*EXERCISE REQUIREMENTS:*
Reproduce, unaltered, the line with "Can you spot the necklace" along with every line that follows it in the records, up to the last.

*TASK DATA:*
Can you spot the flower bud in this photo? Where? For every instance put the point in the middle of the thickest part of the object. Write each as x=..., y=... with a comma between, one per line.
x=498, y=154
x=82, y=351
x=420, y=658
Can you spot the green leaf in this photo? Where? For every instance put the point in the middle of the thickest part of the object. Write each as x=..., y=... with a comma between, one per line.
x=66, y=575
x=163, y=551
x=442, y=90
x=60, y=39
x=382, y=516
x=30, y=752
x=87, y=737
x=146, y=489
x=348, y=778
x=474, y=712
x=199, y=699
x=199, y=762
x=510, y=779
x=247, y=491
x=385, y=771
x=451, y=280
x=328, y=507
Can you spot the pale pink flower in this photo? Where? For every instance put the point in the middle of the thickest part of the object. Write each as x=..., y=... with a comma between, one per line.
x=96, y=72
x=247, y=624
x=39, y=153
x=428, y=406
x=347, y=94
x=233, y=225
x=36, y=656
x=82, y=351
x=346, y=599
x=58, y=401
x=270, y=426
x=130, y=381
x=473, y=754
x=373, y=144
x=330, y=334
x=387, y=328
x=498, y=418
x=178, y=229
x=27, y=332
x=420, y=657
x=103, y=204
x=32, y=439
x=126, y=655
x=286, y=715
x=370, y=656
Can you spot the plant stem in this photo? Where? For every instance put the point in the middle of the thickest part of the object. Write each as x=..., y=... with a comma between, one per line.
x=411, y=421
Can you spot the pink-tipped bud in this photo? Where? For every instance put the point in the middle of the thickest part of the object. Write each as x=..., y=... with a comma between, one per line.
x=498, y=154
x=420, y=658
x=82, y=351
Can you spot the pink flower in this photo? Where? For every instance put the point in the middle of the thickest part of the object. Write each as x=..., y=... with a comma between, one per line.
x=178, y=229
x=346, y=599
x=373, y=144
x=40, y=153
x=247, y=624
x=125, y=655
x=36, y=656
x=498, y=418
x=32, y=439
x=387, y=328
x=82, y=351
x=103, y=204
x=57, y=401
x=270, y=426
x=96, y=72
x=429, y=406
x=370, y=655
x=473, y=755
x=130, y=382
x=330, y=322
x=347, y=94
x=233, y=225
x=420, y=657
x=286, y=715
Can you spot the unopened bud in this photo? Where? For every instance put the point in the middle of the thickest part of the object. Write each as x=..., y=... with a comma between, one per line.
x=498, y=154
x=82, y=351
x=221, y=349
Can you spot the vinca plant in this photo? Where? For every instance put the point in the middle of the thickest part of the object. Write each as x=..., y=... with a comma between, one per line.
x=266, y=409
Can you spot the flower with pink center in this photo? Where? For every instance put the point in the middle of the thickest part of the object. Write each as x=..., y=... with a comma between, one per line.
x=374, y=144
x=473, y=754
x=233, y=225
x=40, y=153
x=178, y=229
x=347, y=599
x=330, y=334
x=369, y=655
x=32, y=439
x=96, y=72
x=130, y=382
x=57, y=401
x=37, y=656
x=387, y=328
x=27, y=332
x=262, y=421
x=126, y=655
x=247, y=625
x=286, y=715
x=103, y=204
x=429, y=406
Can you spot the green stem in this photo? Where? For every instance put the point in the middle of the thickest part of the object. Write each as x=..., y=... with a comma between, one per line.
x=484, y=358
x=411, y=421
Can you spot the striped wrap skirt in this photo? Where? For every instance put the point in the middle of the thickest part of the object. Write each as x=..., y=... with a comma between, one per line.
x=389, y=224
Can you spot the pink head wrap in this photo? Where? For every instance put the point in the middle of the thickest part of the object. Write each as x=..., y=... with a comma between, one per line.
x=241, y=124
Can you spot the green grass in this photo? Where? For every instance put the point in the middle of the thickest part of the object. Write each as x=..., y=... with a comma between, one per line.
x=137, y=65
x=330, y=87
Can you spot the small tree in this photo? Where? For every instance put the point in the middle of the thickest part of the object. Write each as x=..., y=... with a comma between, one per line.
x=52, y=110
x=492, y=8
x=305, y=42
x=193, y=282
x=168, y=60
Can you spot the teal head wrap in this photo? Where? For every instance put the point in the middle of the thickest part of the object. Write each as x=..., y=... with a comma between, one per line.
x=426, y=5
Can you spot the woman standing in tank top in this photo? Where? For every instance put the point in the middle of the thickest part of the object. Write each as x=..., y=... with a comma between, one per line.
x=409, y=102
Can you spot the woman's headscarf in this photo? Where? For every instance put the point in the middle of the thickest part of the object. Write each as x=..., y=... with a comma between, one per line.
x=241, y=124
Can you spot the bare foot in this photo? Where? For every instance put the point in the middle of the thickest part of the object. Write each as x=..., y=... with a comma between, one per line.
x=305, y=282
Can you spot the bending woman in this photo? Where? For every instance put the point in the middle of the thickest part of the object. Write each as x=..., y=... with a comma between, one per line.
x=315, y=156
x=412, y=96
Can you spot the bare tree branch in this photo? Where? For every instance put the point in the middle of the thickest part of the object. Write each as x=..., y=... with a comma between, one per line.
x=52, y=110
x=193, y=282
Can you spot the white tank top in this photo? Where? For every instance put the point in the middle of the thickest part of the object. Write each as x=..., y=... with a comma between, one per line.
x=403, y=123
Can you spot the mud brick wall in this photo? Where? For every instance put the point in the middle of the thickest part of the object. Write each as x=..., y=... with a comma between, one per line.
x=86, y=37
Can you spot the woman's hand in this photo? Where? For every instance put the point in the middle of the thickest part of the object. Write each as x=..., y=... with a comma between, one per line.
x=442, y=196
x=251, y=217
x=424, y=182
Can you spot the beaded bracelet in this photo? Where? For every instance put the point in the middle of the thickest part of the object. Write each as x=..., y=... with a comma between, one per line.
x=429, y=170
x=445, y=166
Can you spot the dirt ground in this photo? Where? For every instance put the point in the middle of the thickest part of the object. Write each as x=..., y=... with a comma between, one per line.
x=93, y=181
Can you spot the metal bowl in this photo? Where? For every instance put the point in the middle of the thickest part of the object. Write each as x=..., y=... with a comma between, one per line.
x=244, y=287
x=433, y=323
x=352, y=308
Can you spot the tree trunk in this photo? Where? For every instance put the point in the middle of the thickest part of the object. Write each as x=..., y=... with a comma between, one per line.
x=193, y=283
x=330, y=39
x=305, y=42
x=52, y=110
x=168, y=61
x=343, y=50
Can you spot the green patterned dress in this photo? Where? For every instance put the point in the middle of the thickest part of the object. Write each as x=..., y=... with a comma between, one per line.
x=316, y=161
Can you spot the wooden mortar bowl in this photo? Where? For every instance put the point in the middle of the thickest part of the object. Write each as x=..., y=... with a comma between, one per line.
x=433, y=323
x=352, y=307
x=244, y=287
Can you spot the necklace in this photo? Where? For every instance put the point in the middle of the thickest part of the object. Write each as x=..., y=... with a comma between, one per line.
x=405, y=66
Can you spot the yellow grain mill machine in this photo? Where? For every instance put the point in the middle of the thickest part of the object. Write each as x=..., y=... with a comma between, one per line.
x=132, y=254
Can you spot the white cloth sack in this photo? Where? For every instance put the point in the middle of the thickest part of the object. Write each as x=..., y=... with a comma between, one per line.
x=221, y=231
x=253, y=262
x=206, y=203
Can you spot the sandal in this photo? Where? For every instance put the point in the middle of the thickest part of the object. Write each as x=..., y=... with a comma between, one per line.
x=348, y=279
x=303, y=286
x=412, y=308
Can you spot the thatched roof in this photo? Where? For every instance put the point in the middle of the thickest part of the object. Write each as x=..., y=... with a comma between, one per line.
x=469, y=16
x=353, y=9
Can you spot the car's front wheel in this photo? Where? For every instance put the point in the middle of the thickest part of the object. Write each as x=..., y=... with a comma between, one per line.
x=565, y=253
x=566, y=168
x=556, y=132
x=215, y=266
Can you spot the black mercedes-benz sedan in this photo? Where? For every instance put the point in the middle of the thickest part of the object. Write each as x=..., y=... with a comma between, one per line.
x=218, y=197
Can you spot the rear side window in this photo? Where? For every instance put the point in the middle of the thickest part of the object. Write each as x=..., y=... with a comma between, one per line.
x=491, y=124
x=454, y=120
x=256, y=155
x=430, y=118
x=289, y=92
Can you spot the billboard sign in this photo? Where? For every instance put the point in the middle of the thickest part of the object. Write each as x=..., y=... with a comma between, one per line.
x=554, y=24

*SOLUTION:*
Can you spot the necklace in this photo? Where? For every instance put the point in the middle of the thickest part of the object. Write each as x=..., y=... with a comma between, one per line.
x=405, y=66
Can you spot the yellow grain mill machine in this photo? Where? For every instance put the point in the middle of the thickest part of the object. Write each as x=..., y=... with a comma between, one per line.
x=132, y=254
Can you spot the white cloth sack in this photo? Where? For every instance put the point in the middle of the thickest part of the object. Write each as x=..., y=... with a comma between, one per line.
x=221, y=231
x=253, y=262
x=206, y=203
Can you spot the sandal in this photo? Where? For every instance put the point in the middle of the thickest part of the object. Write each as x=..., y=... with a comma between, one per line.
x=348, y=279
x=303, y=286
x=412, y=308
Can you spot the thatched roof in this photo? Where? For every instance put the point in the middle of the thickest part of the object. Write each as x=..., y=... with a comma between, one per line.
x=469, y=16
x=353, y=9
Can you spot the car's front wheel in this photo? Where? For every instance put the point in the middle of the thickest part of the object. Write each as x=..., y=... with a comma between, one per line.
x=565, y=253
x=566, y=168
x=556, y=132
x=215, y=266
Can you spot the black mercedes-benz sedan in this photo? Where? For every instance put the point in the middle of the thickest part of the object. Write each as x=..., y=... with a comma between, one per line.
x=218, y=197
Can you spot the rear side window in this photo? Where? For every instance put the point in the middle of the thickest part of the object. Write each as x=..., y=... with a comma between, one per line.
x=491, y=124
x=454, y=120
x=256, y=155
x=430, y=118
x=289, y=92
Can you spot the billboard sign in this photo? Where? For every instance put the point in the middle of the thickest part of the object. Write each as x=..., y=... with a comma between, one per line.
x=554, y=24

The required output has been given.